Stored entries
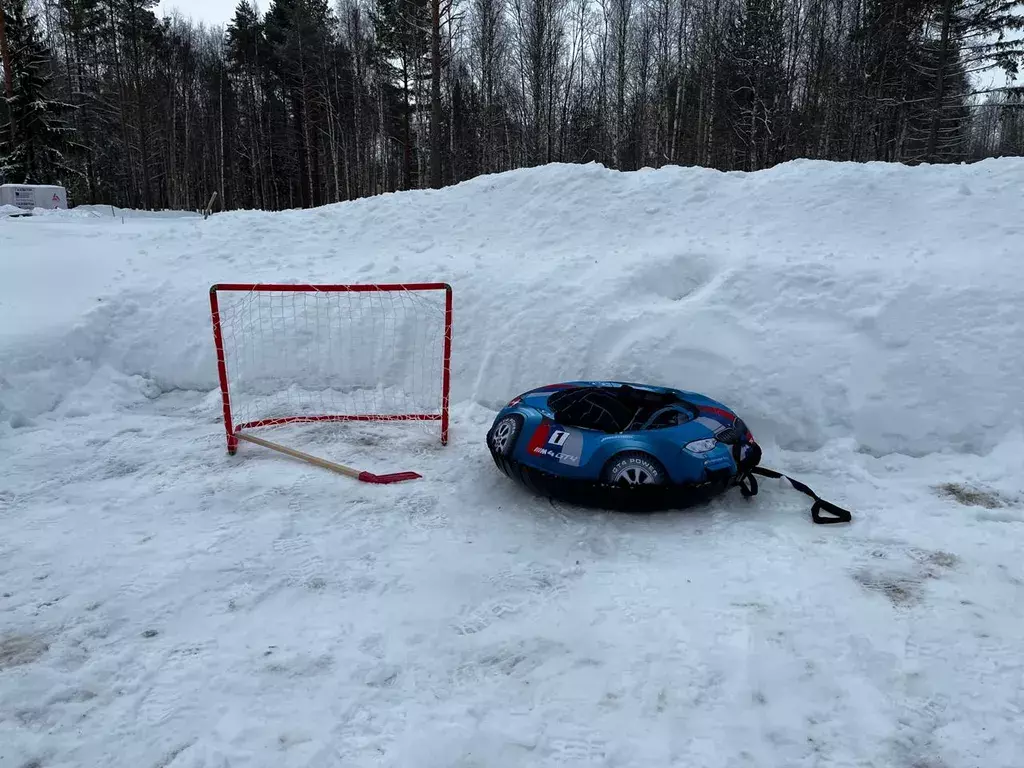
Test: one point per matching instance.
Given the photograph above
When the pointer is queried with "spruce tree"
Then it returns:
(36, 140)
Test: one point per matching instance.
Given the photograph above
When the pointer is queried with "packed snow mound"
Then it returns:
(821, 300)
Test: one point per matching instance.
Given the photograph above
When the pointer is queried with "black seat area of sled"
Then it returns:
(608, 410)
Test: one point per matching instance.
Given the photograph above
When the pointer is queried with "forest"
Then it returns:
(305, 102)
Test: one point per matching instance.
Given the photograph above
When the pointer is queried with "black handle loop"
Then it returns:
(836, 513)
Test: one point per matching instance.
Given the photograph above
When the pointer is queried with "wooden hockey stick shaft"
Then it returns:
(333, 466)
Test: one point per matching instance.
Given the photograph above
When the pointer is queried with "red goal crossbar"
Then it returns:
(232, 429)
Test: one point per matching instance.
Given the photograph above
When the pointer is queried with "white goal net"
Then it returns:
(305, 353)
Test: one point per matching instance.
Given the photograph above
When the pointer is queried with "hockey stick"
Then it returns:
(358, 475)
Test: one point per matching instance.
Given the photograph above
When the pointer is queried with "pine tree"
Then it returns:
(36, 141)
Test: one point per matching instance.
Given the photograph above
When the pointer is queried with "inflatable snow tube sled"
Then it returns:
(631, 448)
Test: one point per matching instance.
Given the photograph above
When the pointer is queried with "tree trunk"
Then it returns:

§ **What is being asked**: If a line of the records above holds the word "stick", show it.

§ **Your response**:
When the pointer is queried with "wooden hockey stick shaft"
When the pointer is queried with "hockey stick"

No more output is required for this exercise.